Directives
**1.** In the book review, what did the math teacher say almost everything in the world could be explained by?
**2.** Pick up the book review of Linked where it stops and keep writing it.

Extract
_ _ _ _

The Tipping Point LO29977

From: PODOLSKY,JOE (HP-Cupertino,ex1) (
Date: 03/06/03

Replying to LO29976 --

Here's a review of the book I mentioned in the previous message.


Albert-László Barabási, Linked, The New Science of Networks, Cambridge,
Massachusetts: Perseus Publishing, 2002
Review by Joe Podolsky
It was in high school, I think in a math class. The teacher said that almost
everything in the world could be explained by applying either a normal
(bell) curve or a power curve, one that follows the Pareto (80/20) Rule. I
haven't had much use for factoring polynomials, or whatever it was the class
was supposed to be about, but that bit of statistics has been the starting
point of just about any analysis I've ever done.

Every time I apply those rules, and every time they work, I'm always amazed.
I remember the first time I saw the huge quincunx in the Museum of Science
and Industry in Chicago. Thousands of ball bearings, dropped one by one,
banging randomly against pegs and always filling in a normal curve. What had
God wrought?

_ _ _ _

Object pointing dataset rows
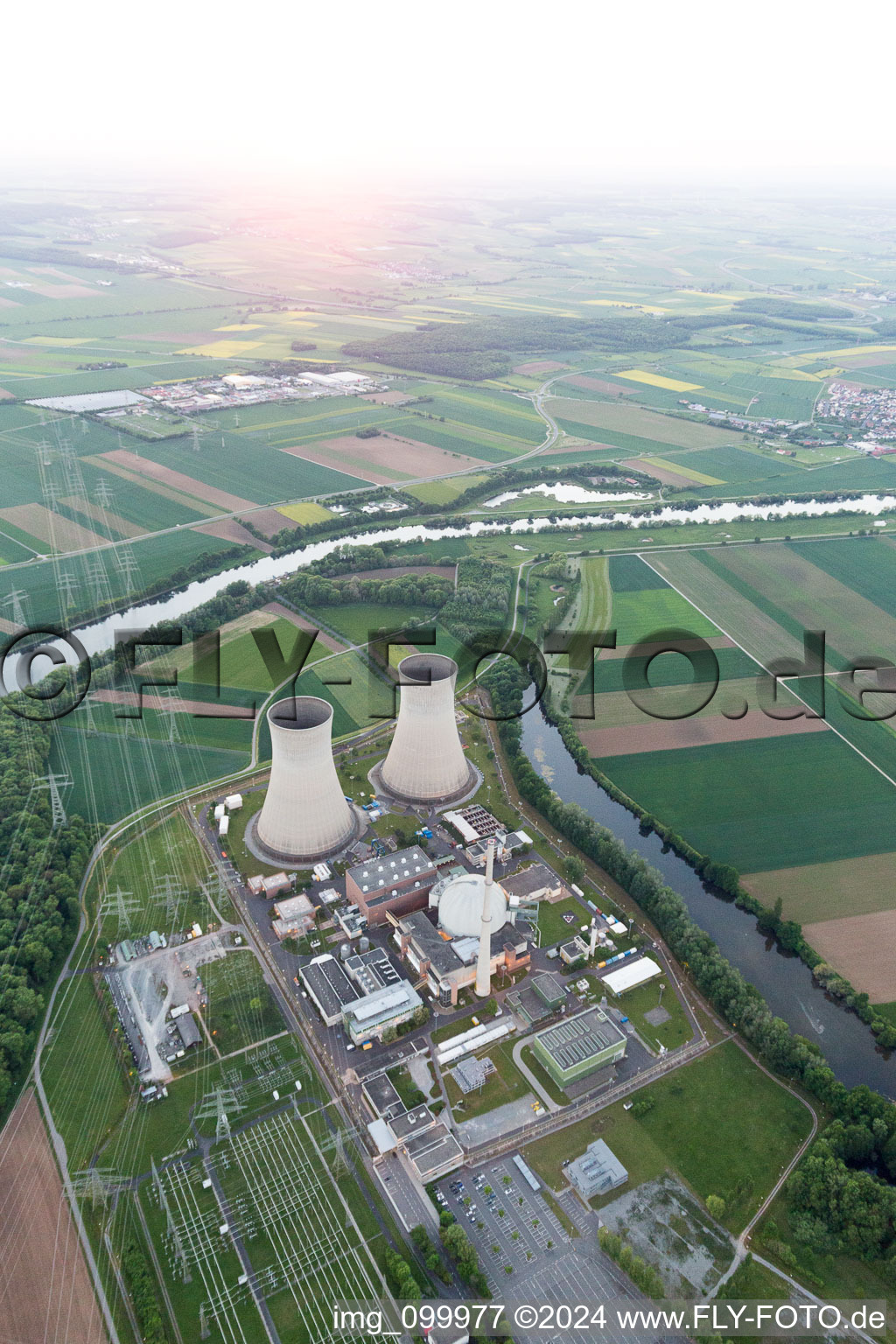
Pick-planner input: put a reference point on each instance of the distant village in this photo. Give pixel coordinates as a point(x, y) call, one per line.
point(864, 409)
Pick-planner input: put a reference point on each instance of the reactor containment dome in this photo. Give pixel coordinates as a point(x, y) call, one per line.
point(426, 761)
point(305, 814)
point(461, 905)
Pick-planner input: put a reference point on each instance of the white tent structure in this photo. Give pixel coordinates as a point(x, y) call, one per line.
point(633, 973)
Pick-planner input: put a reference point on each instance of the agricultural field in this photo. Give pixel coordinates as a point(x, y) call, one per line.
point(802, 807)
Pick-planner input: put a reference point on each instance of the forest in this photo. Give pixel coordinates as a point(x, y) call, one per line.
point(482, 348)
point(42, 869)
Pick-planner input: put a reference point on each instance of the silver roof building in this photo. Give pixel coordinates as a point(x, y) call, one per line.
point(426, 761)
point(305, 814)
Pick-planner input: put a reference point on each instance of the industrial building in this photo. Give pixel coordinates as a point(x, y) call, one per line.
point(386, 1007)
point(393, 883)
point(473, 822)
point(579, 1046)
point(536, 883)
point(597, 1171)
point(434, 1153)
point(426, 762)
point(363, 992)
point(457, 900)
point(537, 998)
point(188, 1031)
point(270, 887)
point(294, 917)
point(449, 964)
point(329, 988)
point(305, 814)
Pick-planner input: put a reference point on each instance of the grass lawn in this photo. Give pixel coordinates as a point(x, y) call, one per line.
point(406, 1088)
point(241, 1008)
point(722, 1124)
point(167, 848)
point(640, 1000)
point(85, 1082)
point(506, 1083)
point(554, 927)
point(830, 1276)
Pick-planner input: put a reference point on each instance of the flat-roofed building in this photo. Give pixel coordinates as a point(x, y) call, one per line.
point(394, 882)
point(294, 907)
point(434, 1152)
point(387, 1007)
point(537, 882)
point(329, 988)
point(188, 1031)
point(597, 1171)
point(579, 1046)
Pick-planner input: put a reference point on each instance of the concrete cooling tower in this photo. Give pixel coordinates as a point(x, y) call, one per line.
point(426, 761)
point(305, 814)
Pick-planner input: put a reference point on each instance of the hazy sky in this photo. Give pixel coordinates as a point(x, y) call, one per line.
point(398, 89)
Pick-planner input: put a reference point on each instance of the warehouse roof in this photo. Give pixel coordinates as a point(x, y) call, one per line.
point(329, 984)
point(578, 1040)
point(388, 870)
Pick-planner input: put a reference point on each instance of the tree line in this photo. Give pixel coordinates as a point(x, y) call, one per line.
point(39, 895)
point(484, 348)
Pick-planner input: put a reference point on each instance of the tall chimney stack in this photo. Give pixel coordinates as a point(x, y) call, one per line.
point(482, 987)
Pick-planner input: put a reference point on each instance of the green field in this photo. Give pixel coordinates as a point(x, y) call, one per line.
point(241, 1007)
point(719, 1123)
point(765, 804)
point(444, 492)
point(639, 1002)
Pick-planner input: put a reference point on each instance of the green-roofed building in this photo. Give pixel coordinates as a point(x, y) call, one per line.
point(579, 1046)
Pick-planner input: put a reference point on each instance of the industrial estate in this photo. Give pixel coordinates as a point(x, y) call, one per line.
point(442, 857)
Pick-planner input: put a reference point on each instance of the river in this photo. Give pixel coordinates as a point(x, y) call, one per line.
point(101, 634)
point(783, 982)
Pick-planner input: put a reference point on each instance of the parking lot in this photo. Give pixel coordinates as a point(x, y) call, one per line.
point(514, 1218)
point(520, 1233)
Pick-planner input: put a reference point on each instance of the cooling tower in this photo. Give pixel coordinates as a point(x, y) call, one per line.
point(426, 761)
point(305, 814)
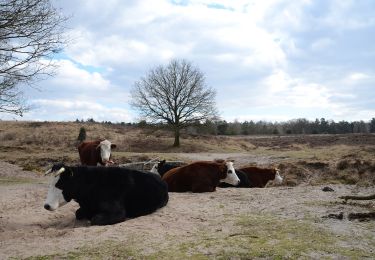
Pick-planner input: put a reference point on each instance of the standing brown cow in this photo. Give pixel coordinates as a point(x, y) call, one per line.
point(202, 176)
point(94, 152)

_ _ _ _

Solved problems
**1.** Applying either a normal (bell) curve or a power curve that follows the Pareto (80/20) Rule.

**2.**
Albert-László Barabási, physics professor at the University of Notre Dame,
has written a book with an equal sense of awe. He wonders at two phenomena:
structures of networks and the frequency with which the nodes on networks
connect to each other. He starts off by joining the long line of
mathematicians, starting with Leonhard Euler in the late eighteenth century,
who believe that the understanding of graphs and networks is the key to
understanding what would otherwise appear as a random universe. Until only
about 40 years ago, mathematicians assumed that networks were, in fact,
random, with nodes distributed like a normal curve, dominated by averages.
This theory "predicts that most people have roughly the same number of
acquaintances; most neurons connect roughly to the same number of other
neurons; ...most Web sites are visited by roughly the same number of
visitors. As nature blindly throws the links around, in the long run, no
node is favored or singled out."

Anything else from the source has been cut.